▸ **EXERCISE**: Write out every line of the material again, everything from the line containing "Where can you find the rear side" down to the last line, shifting each coordinate in the answers up by 150.

▸ **EXTRACTED MATERIAL**:

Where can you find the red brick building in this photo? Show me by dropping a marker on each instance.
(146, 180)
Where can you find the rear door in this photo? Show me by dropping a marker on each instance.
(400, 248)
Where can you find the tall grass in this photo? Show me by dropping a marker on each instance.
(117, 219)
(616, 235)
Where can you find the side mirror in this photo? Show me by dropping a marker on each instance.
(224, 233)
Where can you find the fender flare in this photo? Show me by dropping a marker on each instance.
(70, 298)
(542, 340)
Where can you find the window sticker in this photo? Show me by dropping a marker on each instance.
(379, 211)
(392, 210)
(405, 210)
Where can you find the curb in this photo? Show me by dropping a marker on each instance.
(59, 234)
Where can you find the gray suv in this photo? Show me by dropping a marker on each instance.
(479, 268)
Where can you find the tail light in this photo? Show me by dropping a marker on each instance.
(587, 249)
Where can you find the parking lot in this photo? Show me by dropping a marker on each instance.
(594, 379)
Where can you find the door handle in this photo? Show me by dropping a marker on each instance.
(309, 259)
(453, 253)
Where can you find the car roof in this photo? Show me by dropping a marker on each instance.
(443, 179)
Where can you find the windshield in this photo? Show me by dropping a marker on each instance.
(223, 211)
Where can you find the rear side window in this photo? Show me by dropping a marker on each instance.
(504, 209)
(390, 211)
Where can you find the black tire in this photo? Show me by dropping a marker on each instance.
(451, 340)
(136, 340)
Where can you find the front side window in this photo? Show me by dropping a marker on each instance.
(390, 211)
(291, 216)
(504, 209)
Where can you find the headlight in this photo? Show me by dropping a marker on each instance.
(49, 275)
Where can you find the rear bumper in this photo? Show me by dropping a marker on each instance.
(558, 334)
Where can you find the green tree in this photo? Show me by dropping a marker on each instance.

▸ **EXERCISE ANSWER**:
Where can you find the rear side window in this photo? Show me by dropping a marker on each instance.
(654, 359)
(540, 361)
Where can you find the black tire in this photo? Show me by dropping a marker on each instance.
(601, 490)
(286, 490)
Where can you find the front side window in this photo? Show me by dropping a marker on each instance.
(540, 361)
(441, 366)
(654, 359)
Where can you find the headlight in this photo? Show me by dropping a marker on each instance.
(199, 425)
Where can you find the rear bumper in this photo? Show me by dropping a marker on each instance.
(708, 484)
Where can you find the green tree in this photo? Show me by dropping a marker on each instance.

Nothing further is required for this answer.